═══ Records for processing ═══
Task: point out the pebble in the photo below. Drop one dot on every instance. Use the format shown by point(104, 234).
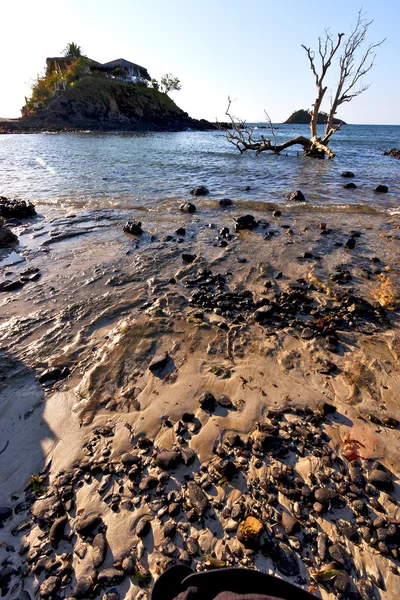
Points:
point(188, 207)
point(159, 362)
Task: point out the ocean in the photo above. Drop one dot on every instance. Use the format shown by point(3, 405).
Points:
point(80, 171)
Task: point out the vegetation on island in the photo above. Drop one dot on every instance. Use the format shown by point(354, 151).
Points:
point(354, 62)
point(74, 69)
point(303, 117)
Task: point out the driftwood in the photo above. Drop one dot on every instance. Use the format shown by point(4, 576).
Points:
point(349, 86)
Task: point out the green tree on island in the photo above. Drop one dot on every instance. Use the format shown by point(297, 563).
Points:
point(72, 50)
point(169, 83)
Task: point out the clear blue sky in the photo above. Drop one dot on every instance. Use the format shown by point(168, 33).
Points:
point(249, 50)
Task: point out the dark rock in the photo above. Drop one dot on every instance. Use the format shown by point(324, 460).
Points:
point(348, 530)
point(5, 513)
point(226, 468)
point(351, 243)
point(109, 577)
point(327, 408)
point(338, 553)
point(381, 480)
point(326, 496)
point(169, 529)
point(9, 285)
point(133, 227)
point(111, 595)
point(341, 583)
point(56, 532)
point(187, 417)
point(245, 222)
point(86, 525)
point(143, 528)
point(50, 587)
point(395, 152)
point(289, 523)
point(188, 258)
point(287, 561)
point(366, 590)
point(168, 459)
point(16, 208)
point(159, 362)
point(52, 374)
point(128, 460)
point(225, 401)
point(188, 207)
point(296, 196)
point(99, 549)
point(148, 483)
point(201, 190)
point(207, 401)
point(7, 237)
point(197, 498)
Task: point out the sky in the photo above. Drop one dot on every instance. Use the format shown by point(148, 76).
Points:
point(248, 50)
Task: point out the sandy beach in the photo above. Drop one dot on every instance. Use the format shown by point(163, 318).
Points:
point(212, 397)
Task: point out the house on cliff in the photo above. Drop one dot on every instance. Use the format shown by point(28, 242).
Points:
point(115, 69)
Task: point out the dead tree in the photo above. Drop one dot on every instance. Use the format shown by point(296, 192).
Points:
point(355, 61)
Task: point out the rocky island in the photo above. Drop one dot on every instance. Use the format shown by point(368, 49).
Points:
point(78, 93)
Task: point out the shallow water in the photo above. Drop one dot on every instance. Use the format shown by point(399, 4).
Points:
point(149, 171)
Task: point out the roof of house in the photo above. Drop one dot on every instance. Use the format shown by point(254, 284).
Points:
point(125, 64)
point(113, 64)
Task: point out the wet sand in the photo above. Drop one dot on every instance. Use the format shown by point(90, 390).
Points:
point(310, 326)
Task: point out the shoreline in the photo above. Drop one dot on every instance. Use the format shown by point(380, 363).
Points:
point(107, 304)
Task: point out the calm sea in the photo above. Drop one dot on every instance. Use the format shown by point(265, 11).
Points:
point(72, 171)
═══
Please copy out every one of the records above word for word, omitting the pictures.

### Response to this task
Task: point out the pebble in the photo below. Drop one dot on every instance. Use the format shown by point(104, 234).
Points:
point(188, 207)
point(159, 362)
Task: point out the ocean in the photo above. Drop one dot on every instance. Use the format shown by point(3, 405).
Points:
point(80, 171)
Task: point out the vegetation on island in the photo above. Drop one dot on every instance. Use the format shown by point(354, 151).
Points:
point(354, 62)
point(74, 69)
point(303, 117)
Task: point out the driftwood in the photo above. Drop one dot on every instance. Use the format shown by point(4, 576).
Points:
point(349, 86)
Task: point out the green tree on island in the photo above. Drop one dot on every instance. Use the format shown by point(297, 563).
Points:
point(72, 50)
point(169, 83)
Task: point out the clear blue sky in the photo above. Drop one dot on every instance. Use the format shown by point(168, 33).
Points:
point(249, 50)
Task: point out the dark rock in the photo above. Drop one dot on every instance. Use the format shown by point(324, 460).
Points:
point(348, 530)
point(5, 513)
point(226, 468)
point(351, 243)
point(109, 577)
point(327, 408)
point(338, 553)
point(381, 480)
point(326, 496)
point(169, 529)
point(9, 285)
point(133, 227)
point(111, 595)
point(341, 583)
point(56, 532)
point(187, 417)
point(245, 222)
point(86, 525)
point(143, 528)
point(50, 587)
point(395, 152)
point(289, 523)
point(188, 258)
point(287, 561)
point(366, 590)
point(168, 459)
point(16, 208)
point(159, 362)
point(52, 374)
point(128, 460)
point(225, 401)
point(188, 207)
point(296, 196)
point(99, 549)
point(148, 483)
point(201, 190)
point(207, 401)
point(7, 237)
point(197, 498)
Task: point out the sky in the photo above. Drop one dot on every instance. Use the format shown by point(148, 76).
Points:
point(248, 50)
Task: point out the sandy beach in the photo above. Drop one dot on every instance. Use the format shown by point(163, 318).
Points:
point(212, 397)
Task: point out the house on cliff in the photo above. Drop one dot on every instance. Use the format shown by point(28, 242).
Points:
point(115, 69)
Task: point out the dead tree in the photo above. Drop one dot on every instance. Use the format shown by point(296, 192).
Points:
point(355, 61)
Task: point out the rocky island in the photo above. Drop one dot on every instance. Use the format shown by point(368, 49).
Points:
point(78, 93)
Task: point out the shallow water in the photo above. Drop one dot on every instance. Use the format shown by point(399, 4).
Points:
point(149, 171)
Task: point out the roof of house in the photo above. Drop one dot on every instance. Use the format shown by point(254, 284).
Points:
point(125, 64)
point(113, 64)
Task: point out the wet sand in the photo above. Drop one dot on every instance. Use the format shown by point(90, 390).
Points:
point(310, 326)
Task: point out the shoreline in the photo above. Drop one dot on every instance. Use the format shown by point(380, 363).
Points:
point(107, 304)
Task: point out the calm sea in the photo above. Drop one dot on every instance. Use the format shown by point(265, 11).
Points:
point(72, 171)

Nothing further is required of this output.